**ASSIGNMENT:**
Restate each entry word for word, leaving nothing out.

++++

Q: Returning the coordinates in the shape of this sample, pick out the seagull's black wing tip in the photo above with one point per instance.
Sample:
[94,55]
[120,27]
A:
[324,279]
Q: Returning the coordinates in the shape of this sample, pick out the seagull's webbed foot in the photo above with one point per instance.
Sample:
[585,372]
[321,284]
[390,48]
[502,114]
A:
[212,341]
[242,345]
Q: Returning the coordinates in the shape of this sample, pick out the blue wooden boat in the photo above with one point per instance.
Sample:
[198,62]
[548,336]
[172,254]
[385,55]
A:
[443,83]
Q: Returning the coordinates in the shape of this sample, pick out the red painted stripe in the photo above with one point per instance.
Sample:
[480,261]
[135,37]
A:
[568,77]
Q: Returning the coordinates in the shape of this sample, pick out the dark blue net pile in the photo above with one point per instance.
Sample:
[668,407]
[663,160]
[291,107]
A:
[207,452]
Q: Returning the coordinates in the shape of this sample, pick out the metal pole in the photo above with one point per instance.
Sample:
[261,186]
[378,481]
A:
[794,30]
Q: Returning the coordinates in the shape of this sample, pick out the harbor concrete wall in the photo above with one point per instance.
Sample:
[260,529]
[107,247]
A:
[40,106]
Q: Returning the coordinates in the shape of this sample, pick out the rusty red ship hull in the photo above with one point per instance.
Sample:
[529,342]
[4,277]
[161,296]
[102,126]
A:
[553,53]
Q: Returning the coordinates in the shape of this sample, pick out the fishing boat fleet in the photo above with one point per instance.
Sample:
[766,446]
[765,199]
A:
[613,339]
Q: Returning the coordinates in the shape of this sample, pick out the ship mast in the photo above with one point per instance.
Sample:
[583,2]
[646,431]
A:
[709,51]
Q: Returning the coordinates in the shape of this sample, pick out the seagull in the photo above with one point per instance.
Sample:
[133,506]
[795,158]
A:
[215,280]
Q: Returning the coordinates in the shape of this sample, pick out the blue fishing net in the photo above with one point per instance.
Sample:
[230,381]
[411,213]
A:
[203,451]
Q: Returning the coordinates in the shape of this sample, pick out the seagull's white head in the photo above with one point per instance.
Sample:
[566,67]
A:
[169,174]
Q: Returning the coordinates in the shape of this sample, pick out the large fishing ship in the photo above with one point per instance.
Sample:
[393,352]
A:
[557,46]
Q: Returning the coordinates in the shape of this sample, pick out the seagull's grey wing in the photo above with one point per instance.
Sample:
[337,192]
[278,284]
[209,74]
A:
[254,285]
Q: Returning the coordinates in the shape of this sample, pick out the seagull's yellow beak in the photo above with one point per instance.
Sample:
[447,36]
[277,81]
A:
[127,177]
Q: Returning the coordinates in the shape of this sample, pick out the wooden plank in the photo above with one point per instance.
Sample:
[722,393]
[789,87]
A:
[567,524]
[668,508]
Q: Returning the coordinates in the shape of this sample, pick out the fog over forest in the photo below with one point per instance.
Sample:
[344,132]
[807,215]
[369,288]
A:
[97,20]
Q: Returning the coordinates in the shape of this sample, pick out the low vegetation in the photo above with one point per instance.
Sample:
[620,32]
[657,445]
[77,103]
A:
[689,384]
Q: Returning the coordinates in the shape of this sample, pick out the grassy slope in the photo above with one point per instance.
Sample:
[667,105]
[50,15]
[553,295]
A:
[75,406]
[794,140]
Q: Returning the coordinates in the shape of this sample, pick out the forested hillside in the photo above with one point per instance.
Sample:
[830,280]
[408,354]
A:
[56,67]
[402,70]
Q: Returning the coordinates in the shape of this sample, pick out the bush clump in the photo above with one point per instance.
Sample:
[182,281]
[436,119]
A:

++++

**ANSWER FOR THIS EXERCISE:**
Q: Returning the coordinates in the shape of this sample, pick out the seagull's black wing tip in the photo above with one point per instance.
Sample:
[94,55]
[120,27]
A:
[324,279]
Q: Returning the coordinates in the shape of this sample, pick out the seagull's webbed foot in the photo above with one point per instance.
Sample:
[585,372]
[321,284]
[390,48]
[502,114]
A:
[212,341]
[242,345]
Q: Returning the coordinates in the shape of this sample, pick out the blue wooden boat in the photo above with one point per instance.
Sample:
[198,62]
[548,336]
[172,254]
[385,55]
A:
[443,83]
Q: Returning the coordinates in the shape of this sample, pick out the red painted stripe in the photo above with one point per instance.
Sample:
[480,261]
[135,37]
A:
[568,77]
Q: Returning the coordinates in the shape of this sample, pick out the dark blue net pile in the photo above with one point per instance.
Sample:
[668,407]
[663,160]
[291,107]
A:
[207,452]
Q: Returning the coordinates in the shape of this sample, pick out the metal pole in the photo above with one point per instance.
Sample:
[261,186]
[378,481]
A:
[794,30]
Q: Returning the coordinates in the shape of this sample, pick out the harbor concrete wall in the photo above with one point per instance.
Sample:
[260,529]
[107,247]
A:
[40,106]
Q: Returning the coordinates in the shape of this sample, pick out the rusty red ship hull in the photo above with one point per instance.
Sample:
[529,342]
[4,277]
[161,296]
[102,126]
A:
[553,53]
Q: Returning the coordinates in the shape of this sample, pick out the fishing boat fleet in the photo above with one point per instance.
Sample:
[766,446]
[765,199]
A:
[613,339]
Q: Returning the coordinates in the shape of this sample, pick out the ship mast in the photo above with one point per instance.
Sample:
[583,2]
[646,431]
A:
[709,51]
Q: Returning the coordinates in the shape of this sample, pick out the seagull in the photo above with one point per instance.
Sample:
[133,506]
[795,158]
A:
[215,280]
Q: Returning the coordinates in the shape of this sample, pick out the blue fishing net in the photo above with one point per instance.
Sample:
[230,381]
[411,213]
A:
[203,451]
Q: Returning the coordinates in the shape of this sample, pick out the seagull's white head in the photo above with one point per instance.
Sample:
[566,67]
A:
[169,174]
Q: Returning the coordinates in the shape of this sample, pick out the large fishing ship in the photo above with one point per instance.
Sample:
[393,352]
A:
[557,46]
Q: Returning the coordinates in the shape of this sample, pick out the seagull's grey wing in the photo above with one point per instance.
Sample:
[337,192]
[278,284]
[209,74]
A:
[254,285]
Q: Returning the coordinates in the shape of this sample, pick out the seagull's yellow beak in the photo above with one point per instance.
Sample:
[447,36]
[277,81]
A:
[127,177]
Q: Returning the coordinates in the shape of this sample, pick out the wooden plank in the photo above with one point per instance.
Sample:
[722,393]
[789,87]
A:
[567,524]
[668,508]
Q: Returning the coordinates in the shape of this sample, pick out the fog over forest in the photo below with one point per instance.
Sample:
[344,132]
[807,215]
[369,288]
A:
[97,20]
Q: Returning the coordinates in the shape of this sample, pick out the low vegetation in the photo above with one point per instance.
Sample:
[620,32]
[657,445]
[77,103]
A:
[689,384]
Q: Returning the coordinates in the shape of this sample, pick out the grassy slope in the photo above with one point per instance.
Sample:
[667,105]
[50,15]
[553,295]
A:
[75,406]
[794,140]
Q: Returning the coordinates in the shape of this sample, pick out the forested hillside in the photo above with one point per instance.
Sample:
[830,280]
[408,354]
A:
[56,67]
[402,70]
Q: Returning the coordinates in the shape of this sample, pick out the bush clump in the photo above with one point per instance.
Sample:
[182,281]
[436,119]
A:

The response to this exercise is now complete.